- _Problem_:
Output nothing but the lines from the line with "point: street lamp" through the end of the listing below, both ends included.

* START Available data *

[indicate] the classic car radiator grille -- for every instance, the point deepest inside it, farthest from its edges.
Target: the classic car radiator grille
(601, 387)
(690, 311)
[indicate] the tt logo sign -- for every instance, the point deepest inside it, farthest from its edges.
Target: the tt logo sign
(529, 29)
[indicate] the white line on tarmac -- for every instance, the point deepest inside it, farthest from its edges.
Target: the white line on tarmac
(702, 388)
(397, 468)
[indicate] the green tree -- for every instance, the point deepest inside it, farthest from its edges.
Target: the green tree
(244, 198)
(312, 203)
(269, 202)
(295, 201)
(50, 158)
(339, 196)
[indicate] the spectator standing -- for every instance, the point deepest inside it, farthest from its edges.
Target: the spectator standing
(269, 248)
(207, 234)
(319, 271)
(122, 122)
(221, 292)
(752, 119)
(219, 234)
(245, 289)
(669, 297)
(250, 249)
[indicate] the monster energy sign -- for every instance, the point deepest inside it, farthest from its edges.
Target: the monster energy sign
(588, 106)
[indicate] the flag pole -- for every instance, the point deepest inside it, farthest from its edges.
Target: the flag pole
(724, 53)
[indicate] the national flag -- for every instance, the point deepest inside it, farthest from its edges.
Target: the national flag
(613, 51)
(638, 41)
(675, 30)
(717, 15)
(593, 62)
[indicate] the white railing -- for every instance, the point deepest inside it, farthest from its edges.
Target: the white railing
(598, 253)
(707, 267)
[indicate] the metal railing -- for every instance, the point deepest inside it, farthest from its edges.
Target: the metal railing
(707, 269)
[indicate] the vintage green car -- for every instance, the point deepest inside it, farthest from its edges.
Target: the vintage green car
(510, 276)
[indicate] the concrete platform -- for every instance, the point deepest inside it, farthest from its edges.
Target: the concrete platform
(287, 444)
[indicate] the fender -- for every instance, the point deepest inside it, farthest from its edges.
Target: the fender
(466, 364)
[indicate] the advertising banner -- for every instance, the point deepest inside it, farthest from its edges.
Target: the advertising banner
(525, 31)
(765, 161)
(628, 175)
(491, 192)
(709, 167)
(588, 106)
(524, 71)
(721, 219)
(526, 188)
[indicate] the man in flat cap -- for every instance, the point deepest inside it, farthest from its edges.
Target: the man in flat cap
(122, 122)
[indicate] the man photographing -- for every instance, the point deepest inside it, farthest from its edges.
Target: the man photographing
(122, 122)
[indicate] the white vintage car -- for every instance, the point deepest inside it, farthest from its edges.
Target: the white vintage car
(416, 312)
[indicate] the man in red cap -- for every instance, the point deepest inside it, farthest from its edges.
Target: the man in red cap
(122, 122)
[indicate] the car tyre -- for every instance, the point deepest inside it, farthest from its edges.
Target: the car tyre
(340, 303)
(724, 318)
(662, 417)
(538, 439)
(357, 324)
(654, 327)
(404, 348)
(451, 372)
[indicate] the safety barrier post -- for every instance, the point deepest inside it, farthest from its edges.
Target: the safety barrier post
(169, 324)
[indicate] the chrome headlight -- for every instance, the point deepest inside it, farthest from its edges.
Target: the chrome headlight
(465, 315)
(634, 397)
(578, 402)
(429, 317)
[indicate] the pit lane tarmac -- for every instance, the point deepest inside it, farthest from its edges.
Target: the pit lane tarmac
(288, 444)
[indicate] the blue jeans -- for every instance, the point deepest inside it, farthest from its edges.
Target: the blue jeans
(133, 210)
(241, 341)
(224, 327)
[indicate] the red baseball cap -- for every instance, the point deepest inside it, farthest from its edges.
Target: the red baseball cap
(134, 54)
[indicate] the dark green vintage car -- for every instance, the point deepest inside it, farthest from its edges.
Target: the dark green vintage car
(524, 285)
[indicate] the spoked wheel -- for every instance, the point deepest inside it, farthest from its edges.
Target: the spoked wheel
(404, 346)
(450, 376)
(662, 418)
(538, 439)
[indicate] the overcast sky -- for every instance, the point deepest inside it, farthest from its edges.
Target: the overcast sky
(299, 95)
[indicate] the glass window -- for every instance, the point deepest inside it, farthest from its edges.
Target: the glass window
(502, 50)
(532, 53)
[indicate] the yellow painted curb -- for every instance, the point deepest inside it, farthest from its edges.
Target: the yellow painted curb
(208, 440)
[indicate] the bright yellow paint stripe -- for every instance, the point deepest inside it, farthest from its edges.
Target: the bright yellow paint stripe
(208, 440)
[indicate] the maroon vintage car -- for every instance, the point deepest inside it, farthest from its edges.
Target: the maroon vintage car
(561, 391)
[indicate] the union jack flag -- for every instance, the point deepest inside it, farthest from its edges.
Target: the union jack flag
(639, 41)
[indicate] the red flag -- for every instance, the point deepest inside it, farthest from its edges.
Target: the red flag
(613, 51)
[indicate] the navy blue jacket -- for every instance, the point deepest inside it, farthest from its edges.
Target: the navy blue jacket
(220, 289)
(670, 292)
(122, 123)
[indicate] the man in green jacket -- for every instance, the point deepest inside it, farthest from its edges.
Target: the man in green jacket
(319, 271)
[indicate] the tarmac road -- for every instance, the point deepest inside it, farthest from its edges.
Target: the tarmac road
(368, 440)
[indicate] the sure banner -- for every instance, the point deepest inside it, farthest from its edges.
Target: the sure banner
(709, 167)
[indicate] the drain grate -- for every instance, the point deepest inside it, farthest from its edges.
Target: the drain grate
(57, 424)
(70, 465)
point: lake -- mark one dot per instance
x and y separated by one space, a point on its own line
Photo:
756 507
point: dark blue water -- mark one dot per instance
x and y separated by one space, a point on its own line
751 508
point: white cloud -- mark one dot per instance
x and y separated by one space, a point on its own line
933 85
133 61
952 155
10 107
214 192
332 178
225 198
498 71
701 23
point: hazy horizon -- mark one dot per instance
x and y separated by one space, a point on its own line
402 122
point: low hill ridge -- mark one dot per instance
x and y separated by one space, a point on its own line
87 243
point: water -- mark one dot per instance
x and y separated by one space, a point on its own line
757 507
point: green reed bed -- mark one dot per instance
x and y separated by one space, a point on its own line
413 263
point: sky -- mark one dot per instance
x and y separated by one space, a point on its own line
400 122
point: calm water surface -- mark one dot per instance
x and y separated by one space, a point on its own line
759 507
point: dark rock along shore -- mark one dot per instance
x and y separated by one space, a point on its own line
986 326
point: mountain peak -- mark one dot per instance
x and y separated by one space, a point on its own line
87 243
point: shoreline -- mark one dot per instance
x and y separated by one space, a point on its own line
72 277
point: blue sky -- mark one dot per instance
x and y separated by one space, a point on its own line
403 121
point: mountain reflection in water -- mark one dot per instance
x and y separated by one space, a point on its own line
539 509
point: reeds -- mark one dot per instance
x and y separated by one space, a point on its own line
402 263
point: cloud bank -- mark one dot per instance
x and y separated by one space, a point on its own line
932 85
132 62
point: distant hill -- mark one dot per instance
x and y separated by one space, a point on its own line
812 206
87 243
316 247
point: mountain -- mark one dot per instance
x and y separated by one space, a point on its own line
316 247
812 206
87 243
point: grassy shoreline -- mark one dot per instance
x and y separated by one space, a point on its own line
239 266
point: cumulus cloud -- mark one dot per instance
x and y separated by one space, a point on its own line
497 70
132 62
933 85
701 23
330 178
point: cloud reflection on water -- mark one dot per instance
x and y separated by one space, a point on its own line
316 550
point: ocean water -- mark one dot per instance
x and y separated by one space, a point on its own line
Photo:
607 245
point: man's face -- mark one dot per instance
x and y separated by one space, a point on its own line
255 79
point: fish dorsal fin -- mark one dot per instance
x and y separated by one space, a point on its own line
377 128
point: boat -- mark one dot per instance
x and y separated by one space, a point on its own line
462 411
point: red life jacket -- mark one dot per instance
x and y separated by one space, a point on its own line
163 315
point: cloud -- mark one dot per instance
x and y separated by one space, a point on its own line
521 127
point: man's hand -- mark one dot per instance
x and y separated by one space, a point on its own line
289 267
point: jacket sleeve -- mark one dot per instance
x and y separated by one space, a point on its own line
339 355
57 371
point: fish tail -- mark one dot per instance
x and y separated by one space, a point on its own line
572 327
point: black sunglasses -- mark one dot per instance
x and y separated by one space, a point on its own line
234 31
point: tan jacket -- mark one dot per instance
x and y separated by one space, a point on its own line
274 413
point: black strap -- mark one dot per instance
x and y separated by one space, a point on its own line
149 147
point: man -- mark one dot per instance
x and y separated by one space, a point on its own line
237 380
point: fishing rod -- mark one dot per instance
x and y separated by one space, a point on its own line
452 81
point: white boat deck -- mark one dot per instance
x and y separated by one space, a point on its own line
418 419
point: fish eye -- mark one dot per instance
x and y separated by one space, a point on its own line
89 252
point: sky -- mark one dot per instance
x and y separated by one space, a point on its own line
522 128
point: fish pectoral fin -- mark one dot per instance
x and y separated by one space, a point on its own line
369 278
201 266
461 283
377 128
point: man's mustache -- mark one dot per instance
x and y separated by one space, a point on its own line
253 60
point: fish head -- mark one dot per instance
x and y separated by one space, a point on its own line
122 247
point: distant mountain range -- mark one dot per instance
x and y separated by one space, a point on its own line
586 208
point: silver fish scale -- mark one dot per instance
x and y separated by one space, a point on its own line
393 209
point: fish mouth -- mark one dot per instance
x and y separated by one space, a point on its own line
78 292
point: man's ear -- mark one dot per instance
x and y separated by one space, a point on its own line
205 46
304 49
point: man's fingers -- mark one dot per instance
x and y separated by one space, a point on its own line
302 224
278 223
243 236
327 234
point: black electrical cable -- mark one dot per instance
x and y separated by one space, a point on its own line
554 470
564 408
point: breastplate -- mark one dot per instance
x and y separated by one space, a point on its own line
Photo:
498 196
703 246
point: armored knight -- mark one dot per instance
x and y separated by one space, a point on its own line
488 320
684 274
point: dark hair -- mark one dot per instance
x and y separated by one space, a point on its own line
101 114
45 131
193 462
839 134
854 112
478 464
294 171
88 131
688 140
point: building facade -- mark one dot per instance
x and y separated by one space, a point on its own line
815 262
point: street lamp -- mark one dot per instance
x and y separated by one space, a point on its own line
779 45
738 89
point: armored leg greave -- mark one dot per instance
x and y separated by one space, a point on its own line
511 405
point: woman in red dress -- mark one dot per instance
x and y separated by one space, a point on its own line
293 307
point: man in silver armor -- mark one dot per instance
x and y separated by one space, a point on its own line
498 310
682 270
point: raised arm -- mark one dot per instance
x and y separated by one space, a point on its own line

* END Available data *

- _Task answer_:
point: street lamp -- mark one dot per instance
x and y separated by one space, a point on its own line
779 45
738 89
point: armored leg greave -- mark one dot per instance
x and y separated by one space, a point on its own line
511 405
point: woman in red dress -- mark one dot per instance
x and y separated by one space, a point on its own line
293 307
point: man in silver armor -- mark one dot per instance
x and y separated by one space, a point on its own line
498 310
682 270
point: raised arm -- mark one dot per instance
x and y separated by one space, a point on its own line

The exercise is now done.